What you are asked to do: Everything from the line that contains "of the cliff" to the end of the data below is to be reproduced verbatim; leave all else out.

------ Supplied records

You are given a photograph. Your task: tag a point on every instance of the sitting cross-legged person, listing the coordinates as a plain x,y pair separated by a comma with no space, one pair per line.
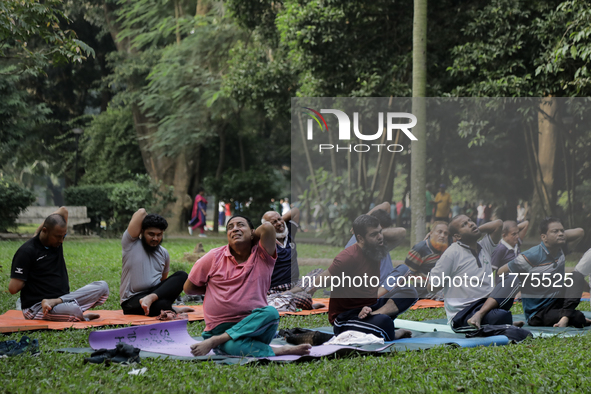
146,288
357,307
39,273
235,279
549,295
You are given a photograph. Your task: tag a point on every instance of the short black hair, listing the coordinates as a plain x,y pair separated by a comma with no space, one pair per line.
362,223
54,220
241,216
383,217
452,227
508,225
545,223
154,220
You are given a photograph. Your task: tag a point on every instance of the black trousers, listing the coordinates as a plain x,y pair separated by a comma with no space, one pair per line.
167,292
565,305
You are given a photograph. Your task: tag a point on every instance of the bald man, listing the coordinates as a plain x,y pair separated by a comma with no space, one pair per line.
285,277
39,273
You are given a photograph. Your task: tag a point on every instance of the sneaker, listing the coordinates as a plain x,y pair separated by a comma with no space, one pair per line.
7,346
24,345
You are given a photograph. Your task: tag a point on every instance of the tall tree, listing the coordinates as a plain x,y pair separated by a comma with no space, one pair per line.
419,109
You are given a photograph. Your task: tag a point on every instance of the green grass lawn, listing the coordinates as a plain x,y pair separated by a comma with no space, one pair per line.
542,365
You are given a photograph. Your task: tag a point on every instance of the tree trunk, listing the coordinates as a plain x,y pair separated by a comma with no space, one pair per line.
174,171
544,160
419,109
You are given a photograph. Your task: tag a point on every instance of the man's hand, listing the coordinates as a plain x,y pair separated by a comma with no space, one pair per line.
15,285
365,312
47,305
135,224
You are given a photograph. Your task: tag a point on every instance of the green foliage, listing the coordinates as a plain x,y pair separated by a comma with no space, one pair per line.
19,114
253,189
96,199
568,60
15,199
128,197
521,368
352,202
30,33
115,203
110,148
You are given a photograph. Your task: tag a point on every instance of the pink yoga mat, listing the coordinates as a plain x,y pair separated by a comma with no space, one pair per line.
169,338
172,338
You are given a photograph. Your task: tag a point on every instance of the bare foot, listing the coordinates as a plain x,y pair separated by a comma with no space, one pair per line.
147,301
401,333
183,309
563,322
475,320
202,348
300,350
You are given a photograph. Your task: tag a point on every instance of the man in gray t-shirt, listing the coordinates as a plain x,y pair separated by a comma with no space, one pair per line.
145,287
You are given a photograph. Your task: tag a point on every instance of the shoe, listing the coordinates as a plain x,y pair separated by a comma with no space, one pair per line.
24,345
7,346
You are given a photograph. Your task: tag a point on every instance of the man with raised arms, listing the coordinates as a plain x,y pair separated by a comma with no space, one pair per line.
510,245
39,273
464,272
356,306
424,256
235,279
549,297
146,288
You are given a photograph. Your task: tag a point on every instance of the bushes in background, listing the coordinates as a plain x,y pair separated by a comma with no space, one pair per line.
115,203
13,200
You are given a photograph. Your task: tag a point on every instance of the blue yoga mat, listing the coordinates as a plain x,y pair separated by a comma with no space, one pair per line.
497,340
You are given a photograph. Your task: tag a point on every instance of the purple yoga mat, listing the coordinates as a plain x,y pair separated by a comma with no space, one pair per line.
169,338
172,338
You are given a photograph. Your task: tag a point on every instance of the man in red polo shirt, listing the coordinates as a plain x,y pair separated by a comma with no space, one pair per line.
235,279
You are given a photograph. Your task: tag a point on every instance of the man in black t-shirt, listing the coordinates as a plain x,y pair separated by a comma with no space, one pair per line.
39,273
286,293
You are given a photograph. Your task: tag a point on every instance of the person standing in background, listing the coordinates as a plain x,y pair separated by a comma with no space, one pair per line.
198,215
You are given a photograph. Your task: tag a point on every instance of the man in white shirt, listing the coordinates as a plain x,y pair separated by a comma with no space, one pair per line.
464,272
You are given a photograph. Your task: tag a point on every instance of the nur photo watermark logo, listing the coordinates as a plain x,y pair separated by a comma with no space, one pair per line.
387,122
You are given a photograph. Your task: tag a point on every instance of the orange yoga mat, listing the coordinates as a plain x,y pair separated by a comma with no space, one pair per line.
13,321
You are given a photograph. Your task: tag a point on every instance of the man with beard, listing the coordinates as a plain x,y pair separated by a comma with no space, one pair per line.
510,246
466,259
235,279
286,291
545,303
145,287
357,307
424,256
392,238
39,273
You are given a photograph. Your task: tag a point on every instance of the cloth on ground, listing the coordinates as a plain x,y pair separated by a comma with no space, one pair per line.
515,334
355,338
122,354
298,336
13,320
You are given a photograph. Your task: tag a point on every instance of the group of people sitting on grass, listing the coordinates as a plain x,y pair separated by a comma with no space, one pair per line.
245,281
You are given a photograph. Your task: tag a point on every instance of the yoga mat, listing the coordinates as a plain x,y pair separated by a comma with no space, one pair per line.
421,326
14,321
172,338
169,338
497,340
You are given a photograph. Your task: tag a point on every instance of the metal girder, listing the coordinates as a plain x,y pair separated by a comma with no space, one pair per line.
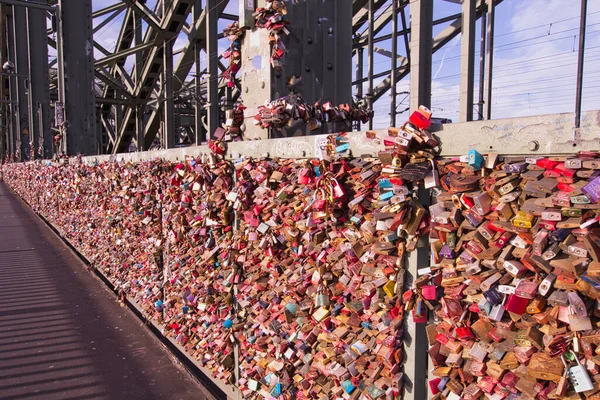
121,55
171,26
23,3
100,74
388,54
467,61
80,99
183,68
120,69
143,11
109,9
421,44
108,19
361,15
445,36
40,86
124,41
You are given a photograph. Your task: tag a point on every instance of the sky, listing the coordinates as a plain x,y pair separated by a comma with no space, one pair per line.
535,59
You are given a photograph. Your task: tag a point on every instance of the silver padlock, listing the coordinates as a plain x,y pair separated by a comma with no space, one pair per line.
579,377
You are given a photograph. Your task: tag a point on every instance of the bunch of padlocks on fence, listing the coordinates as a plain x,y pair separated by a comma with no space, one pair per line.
234,33
514,282
290,109
273,18
298,265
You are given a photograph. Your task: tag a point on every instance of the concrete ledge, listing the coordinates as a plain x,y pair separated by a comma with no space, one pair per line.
553,133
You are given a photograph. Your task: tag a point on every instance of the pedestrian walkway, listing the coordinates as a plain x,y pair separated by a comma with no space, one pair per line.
63,335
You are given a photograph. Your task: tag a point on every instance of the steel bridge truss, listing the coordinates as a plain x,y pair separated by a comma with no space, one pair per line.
150,88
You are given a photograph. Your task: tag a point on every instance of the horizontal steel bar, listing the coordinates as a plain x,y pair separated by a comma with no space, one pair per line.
29,4
109,9
554,133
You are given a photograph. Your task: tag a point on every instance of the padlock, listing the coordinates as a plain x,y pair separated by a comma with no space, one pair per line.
579,377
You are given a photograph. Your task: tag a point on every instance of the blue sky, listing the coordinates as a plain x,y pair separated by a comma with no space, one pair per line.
535,59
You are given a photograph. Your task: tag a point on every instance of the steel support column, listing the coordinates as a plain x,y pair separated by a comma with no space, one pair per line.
371,55
22,68
467,61
137,72
581,56
359,75
480,102
199,130
12,108
421,49
39,82
80,99
3,114
394,61
212,62
489,58
167,95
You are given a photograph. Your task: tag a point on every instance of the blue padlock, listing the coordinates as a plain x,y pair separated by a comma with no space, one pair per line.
475,159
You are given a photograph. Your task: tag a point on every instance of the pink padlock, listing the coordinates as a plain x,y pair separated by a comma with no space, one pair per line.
429,292
516,304
304,176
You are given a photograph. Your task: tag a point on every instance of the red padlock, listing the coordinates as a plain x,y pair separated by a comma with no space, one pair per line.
429,292
419,120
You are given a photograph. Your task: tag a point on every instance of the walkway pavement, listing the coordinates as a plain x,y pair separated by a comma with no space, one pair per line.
63,335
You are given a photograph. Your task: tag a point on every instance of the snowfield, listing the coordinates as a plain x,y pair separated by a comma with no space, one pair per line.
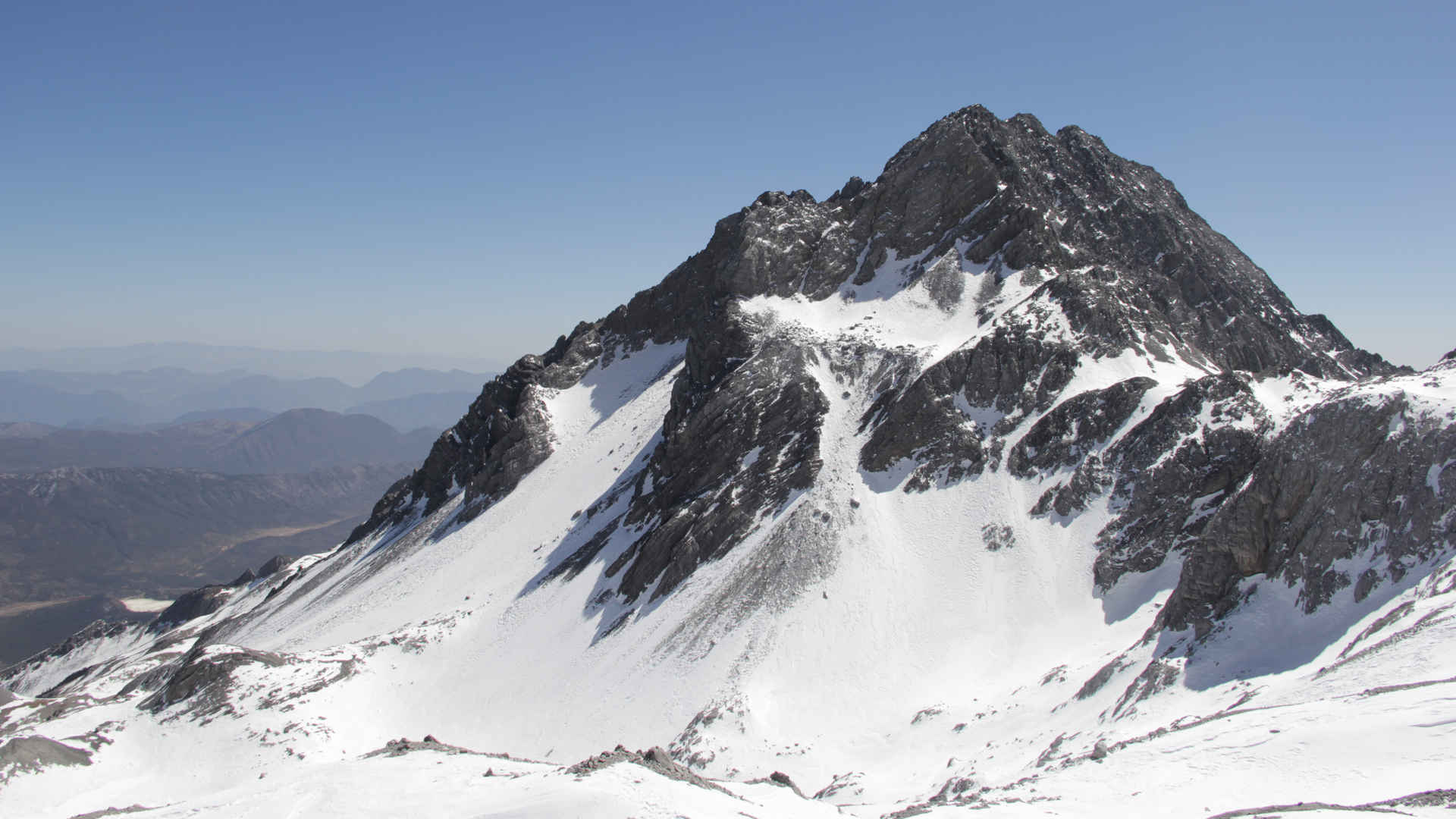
970,570
896,662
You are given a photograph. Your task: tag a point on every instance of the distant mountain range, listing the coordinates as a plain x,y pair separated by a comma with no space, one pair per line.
350,366
297,441
156,532
406,398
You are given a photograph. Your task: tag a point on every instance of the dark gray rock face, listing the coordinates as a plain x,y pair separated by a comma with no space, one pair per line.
1168,474
1357,475
1063,436
36,752
199,602
207,675
1082,256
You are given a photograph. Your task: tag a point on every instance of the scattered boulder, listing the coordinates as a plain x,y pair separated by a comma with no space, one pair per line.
199,602
274,566
36,752
655,760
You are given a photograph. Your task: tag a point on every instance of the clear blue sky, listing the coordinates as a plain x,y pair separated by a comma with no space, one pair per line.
478,177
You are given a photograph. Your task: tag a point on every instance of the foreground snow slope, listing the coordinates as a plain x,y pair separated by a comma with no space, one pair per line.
928,503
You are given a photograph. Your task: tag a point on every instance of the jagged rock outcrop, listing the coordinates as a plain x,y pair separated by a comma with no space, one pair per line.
1081,256
1356,475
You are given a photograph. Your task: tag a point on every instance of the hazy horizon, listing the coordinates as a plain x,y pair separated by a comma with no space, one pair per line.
475,181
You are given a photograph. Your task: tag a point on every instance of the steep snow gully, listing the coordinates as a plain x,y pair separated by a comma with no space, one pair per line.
1001,483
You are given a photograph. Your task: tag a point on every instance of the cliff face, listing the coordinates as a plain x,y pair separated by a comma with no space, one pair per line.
998,480
1038,256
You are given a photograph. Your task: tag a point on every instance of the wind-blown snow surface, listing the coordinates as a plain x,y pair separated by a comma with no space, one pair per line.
913,651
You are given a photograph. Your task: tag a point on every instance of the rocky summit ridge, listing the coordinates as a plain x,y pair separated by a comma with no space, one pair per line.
998,482
1059,231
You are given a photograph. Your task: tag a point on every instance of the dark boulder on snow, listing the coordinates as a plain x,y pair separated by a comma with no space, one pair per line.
274,566
199,602
36,752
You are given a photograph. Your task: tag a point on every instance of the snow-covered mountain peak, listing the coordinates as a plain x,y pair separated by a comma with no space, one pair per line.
1001,480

------------

Result for this task:
You are given a photograph. Your task: tag a point on every instance of the cliff face, listing the coordinates as a plain x,y pair separated by a comma with no space, one pair per line.
998,480
1038,256
You are given a photograph. Your task: tag a point on every instance of the wind-blown snow surface, listing the coordinates as a plain x,y pair separated by a comma with no space, one pair per line.
913,651
You are given a photograph. Your task: tag a point on every instance of the rocky summit ridge, listing the coordinates as a plain x,y pair separated by a comma with no space, one pair per line.
998,482
1059,231
You are given a photograph. Your task: tag a point on every instance of the dark boulder on snow, listing the coordinates as a plain x,y pair separated by a comma with no space, one pair per line.
274,566
199,602
36,752
You are given a photograph. Your task: tag a point on every instance of the snow-covered mountain peak, listing the coordinates as a plain x,y pair separated by a comma with no space, one pair per line.
1001,480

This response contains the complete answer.